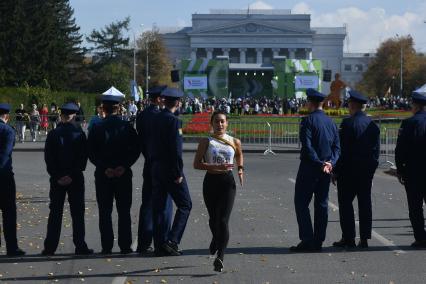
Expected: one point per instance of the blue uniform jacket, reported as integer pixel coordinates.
(360, 146)
(7, 141)
(113, 143)
(320, 140)
(65, 151)
(167, 144)
(144, 126)
(410, 152)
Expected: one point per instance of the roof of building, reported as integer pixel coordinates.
(250, 11)
(329, 30)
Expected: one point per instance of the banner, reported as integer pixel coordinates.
(195, 82)
(134, 91)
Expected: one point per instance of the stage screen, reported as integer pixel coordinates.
(306, 82)
(195, 82)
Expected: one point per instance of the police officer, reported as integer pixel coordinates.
(410, 157)
(144, 124)
(65, 154)
(7, 181)
(168, 177)
(354, 172)
(319, 154)
(113, 149)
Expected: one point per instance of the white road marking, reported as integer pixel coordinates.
(119, 280)
(374, 234)
(123, 279)
(135, 244)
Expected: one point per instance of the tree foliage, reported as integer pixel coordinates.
(110, 40)
(39, 41)
(159, 66)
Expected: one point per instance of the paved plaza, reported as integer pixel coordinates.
(263, 227)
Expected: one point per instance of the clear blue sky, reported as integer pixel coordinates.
(381, 19)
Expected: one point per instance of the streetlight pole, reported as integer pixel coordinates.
(402, 62)
(134, 58)
(147, 64)
(401, 65)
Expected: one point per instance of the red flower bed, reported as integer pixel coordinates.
(200, 123)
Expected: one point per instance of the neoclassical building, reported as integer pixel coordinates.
(251, 39)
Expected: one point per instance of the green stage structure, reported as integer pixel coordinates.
(284, 78)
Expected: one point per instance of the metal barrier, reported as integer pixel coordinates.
(272, 134)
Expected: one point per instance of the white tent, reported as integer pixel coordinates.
(421, 90)
(113, 92)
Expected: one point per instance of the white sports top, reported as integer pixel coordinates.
(220, 152)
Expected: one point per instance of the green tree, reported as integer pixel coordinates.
(110, 40)
(39, 41)
(159, 66)
(383, 72)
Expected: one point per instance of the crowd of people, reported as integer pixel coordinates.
(347, 157)
(40, 119)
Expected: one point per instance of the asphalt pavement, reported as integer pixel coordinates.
(263, 226)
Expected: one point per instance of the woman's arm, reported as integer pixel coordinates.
(240, 160)
(199, 163)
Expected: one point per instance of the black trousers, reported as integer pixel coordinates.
(219, 194)
(75, 192)
(416, 195)
(8, 208)
(349, 187)
(120, 190)
(146, 218)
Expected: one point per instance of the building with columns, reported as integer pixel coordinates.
(252, 39)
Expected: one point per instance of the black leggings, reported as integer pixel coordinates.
(219, 195)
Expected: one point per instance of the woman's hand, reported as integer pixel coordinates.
(241, 177)
(224, 167)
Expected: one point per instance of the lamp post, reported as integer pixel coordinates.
(401, 66)
(147, 65)
(134, 57)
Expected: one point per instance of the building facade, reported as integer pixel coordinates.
(252, 39)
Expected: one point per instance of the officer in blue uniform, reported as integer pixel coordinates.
(410, 157)
(168, 177)
(319, 154)
(113, 149)
(65, 154)
(7, 182)
(144, 122)
(354, 172)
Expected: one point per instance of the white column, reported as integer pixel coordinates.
(193, 54)
(292, 53)
(242, 55)
(259, 57)
(226, 51)
(276, 52)
(209, 53)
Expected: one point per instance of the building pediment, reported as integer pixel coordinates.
(250, 27)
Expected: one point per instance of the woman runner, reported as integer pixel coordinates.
(216, 155)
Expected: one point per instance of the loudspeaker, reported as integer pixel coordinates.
(174, 74)
(326, 75)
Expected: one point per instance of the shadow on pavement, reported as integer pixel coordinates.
(135, 273)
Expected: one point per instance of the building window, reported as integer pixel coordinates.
(359, 68)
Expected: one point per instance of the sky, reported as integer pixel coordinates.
(368, 22)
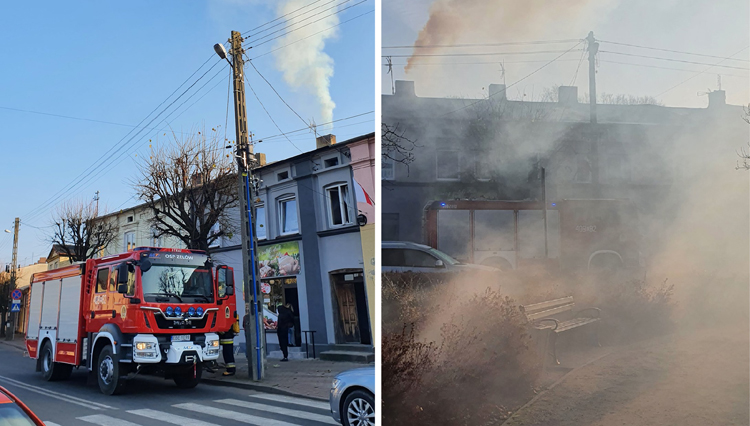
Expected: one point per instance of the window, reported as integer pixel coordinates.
(288, 216)
(155, 240)
(387, 170)
(448, 165)
(215, 230)
(128, 240)
(260, 222)
(101, 280)
(338, 205)
(331, 162)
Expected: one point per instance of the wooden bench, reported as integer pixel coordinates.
(547, 317)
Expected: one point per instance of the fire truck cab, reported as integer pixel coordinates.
(150, 310)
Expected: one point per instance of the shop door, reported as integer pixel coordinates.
(352, 308)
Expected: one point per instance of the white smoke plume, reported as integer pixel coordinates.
(304, 64)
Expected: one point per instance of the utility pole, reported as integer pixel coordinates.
(593, 47)
(12, 286)
(246, 161)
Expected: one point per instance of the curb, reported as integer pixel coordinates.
(552, 386)
(259, 388)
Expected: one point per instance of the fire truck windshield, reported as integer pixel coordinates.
(176, 283)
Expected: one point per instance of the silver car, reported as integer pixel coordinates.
(404, 256)
(353, 394)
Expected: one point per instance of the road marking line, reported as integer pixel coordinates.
(231, 415)
(102, 420)
(279, 410)
(72, 399)
(34, 389)
(169, 418)
(292, 400)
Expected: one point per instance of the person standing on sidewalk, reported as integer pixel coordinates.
(226, 340)
(285, 322)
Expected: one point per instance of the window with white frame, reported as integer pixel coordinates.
(339, 207)
(260, 222)
(388, 168)
(448, 165)
(215, 230)
(128, 240)
(288, 223)
(155, 240)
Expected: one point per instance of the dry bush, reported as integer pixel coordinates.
(482, 363)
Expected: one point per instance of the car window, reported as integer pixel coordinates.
(393, 257)
(419, 259)
(101, 280)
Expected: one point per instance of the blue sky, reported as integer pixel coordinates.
(116, 61)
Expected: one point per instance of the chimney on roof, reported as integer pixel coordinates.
(405, 88)
(324, 141)
(717, 98)
(567, 95)
(497, 92)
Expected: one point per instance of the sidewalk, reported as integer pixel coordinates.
(309, 378)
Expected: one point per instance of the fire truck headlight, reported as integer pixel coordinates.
(143, 346)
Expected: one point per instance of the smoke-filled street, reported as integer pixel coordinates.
(690, 378)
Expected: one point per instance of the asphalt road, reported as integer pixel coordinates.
(150, 401)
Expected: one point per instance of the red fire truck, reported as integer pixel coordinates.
(581, 234)
(150, 310)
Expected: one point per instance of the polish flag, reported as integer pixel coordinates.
(361, 194)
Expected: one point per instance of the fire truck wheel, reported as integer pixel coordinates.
(189, 377)
(108, 372)
(53, 370)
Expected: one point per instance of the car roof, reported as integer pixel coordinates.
(403, 244)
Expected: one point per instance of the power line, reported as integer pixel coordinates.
(513, 43)
(289, 25)
(274, 20)
(102, 157)
(269, 116)
(477, 54)
(93, 171)
(666, 68)
(696, 75)
(673, 60)
(314, 34)
(277, 93)
(296, 29)
(322, 124)
(517, 81)
(307, 11)
(672, 51)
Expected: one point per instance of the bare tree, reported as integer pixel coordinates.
(189, 186)
(395, 146)
(744, 162)
(79, 232)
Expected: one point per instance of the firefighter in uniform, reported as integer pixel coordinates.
(226, 340)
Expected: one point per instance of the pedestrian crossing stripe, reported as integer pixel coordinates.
(292, 400)
(278, 410)
(170, 418)
(103, 420)
(232, 415)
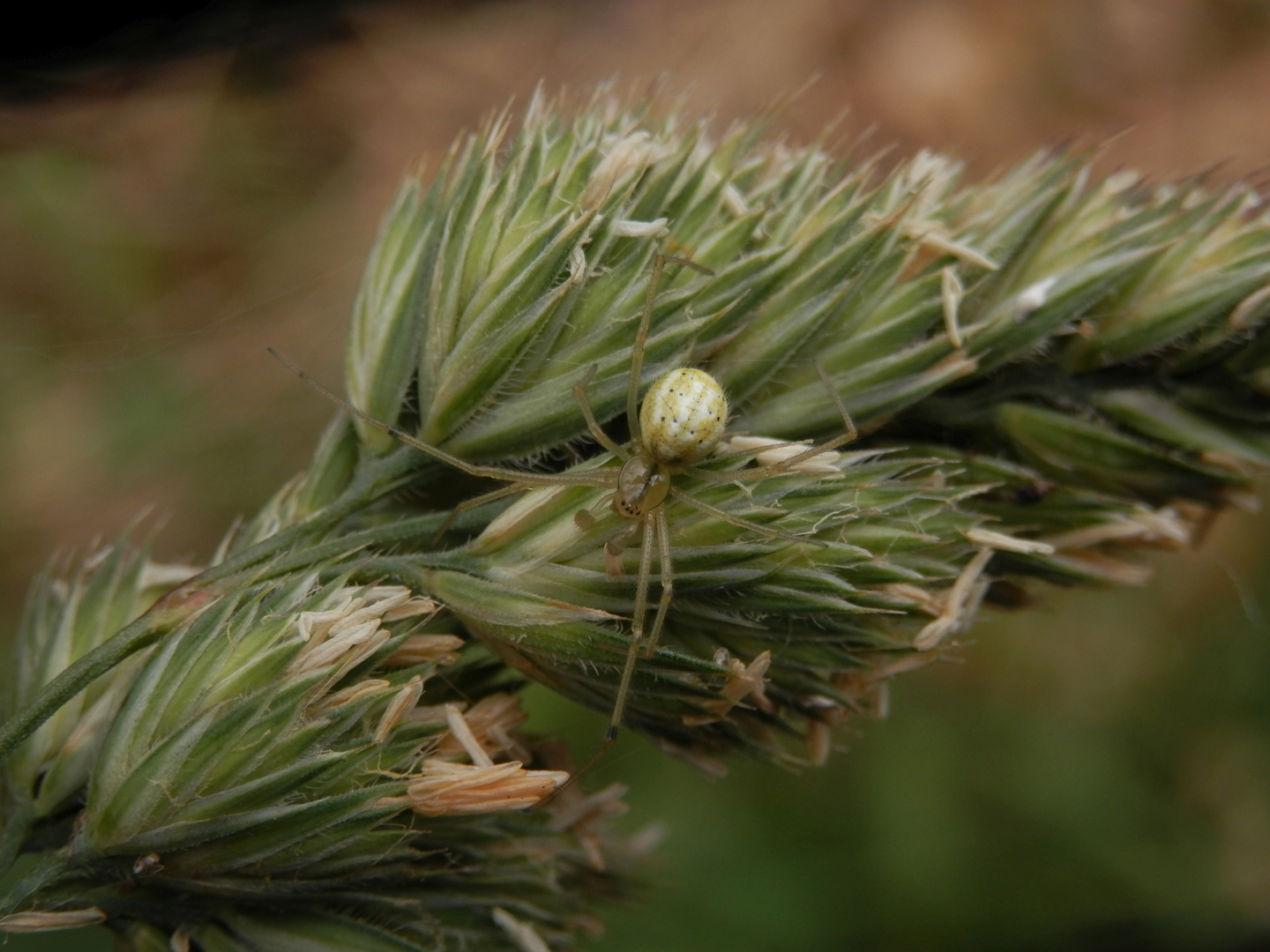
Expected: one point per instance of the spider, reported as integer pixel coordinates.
(681, 421)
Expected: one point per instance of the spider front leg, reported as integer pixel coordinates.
(667, 576)
(646, 569)
(579, 394)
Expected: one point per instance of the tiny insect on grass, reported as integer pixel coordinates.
(681, 421)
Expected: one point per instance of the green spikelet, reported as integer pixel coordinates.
(1048, 372)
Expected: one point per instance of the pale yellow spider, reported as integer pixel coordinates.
(681, 421)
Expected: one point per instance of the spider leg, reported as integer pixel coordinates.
(742, 524)
(579, 394)
(494, 472)
(646, 566)
(663, 537)
(478, 502)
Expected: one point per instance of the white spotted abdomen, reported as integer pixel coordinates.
(684, 417)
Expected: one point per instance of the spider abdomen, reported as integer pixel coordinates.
(684, 415)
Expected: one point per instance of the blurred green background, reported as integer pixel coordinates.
(1093, 775)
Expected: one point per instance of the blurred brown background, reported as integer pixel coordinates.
(1096, 775)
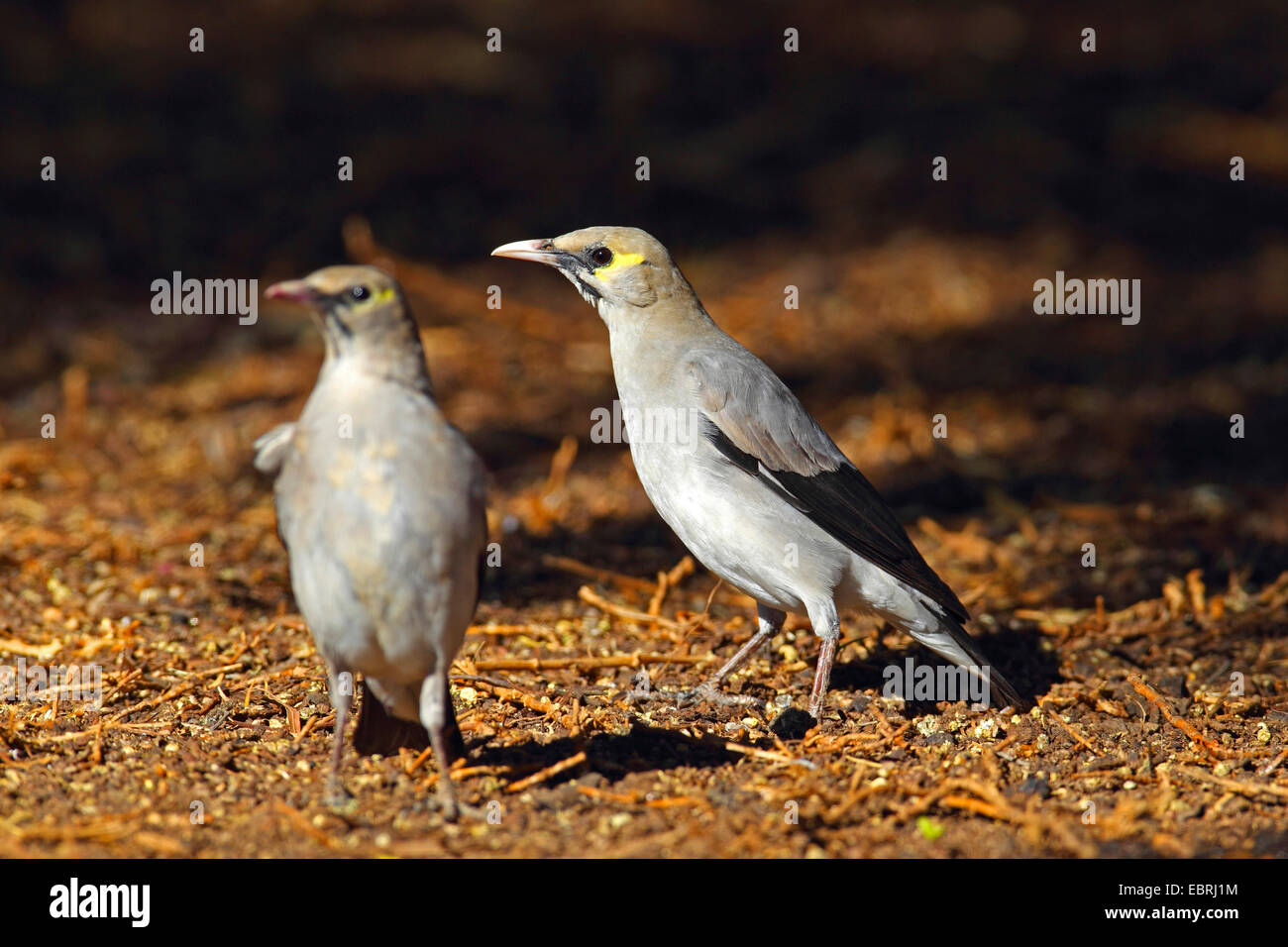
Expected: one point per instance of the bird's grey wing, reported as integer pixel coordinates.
(270, 449)
(759, 425)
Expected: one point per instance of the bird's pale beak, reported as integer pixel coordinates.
(535, 250)
(291, 291)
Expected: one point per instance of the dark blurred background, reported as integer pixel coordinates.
(222, 161)
(767, 167)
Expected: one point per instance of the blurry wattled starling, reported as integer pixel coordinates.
(743, 474)
(380, 504)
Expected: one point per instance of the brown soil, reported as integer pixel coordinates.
(1061, 432)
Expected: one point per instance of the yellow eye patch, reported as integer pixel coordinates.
(619, 262)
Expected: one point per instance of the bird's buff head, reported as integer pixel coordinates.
(617, 269)
(364, 318)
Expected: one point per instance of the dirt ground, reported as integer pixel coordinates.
(1159, 674)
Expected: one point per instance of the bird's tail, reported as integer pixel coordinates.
(949, 641)
(381, 732)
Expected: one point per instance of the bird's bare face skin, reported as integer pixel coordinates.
(614, 268)
(347, 300)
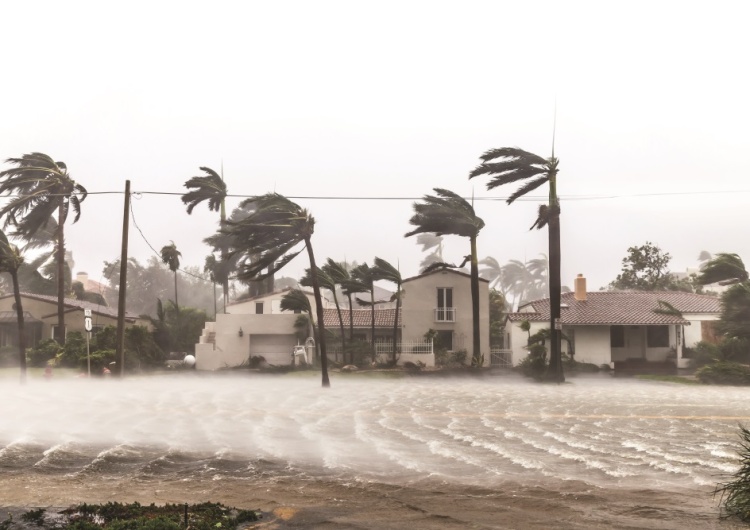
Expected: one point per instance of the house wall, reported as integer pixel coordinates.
(420, 301)
(592, 344)
(229, 349)
(74, 318)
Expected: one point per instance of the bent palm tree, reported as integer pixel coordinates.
(170, 256)
(10, 261)
(386, 271)
(507, 165)
(41, 189)
(266, 239)
(448, 213)
(212, 189)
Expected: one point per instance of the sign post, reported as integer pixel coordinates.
(87, 326)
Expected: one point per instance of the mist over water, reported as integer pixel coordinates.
(480, 432)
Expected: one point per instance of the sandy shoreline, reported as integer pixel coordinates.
(289, 503)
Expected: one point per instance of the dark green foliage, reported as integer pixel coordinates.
(645, 268)
(735, 494)
(45, 351)
(34, 516)
(534, 365)
(116, 516)
(724, 373)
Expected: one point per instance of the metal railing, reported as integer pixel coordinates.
(445, 314)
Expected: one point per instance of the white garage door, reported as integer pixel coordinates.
(273, 347)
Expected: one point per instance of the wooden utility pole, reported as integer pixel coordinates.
(120, 351)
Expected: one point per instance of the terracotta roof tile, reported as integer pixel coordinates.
(620, 307)
(362, 318)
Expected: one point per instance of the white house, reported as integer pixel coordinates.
(439, 300)
(613, 327)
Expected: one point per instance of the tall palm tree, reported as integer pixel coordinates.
(507, 165)
(366, 277)
(42, 189)
(10, 261)
(212, 189)
(386, 271)
(447, 213)
(339, 275)
(170, 256)
(266, 240)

Your goal: Starting at the line containing "Expected: one point per instance of the dark blurred" and ending at the line containing "(1061, 432)", give that stretch of the data above as a numbered list, leaving out any blank lines.

Written solution:
1. Expected: one point per instance of the dark blurred background, reported as integer pixel coordinates.
2. (222, 161)
3. (767, 167)
4. Expected: one point per instance of the blurry wattled starling, reported as integer pixel coordinates.
5. (743, 474)
6. (380, 504)
7. Expected: one point per instance of the brown soil, reported as integer pixel coordinates.
8. (1061, 432)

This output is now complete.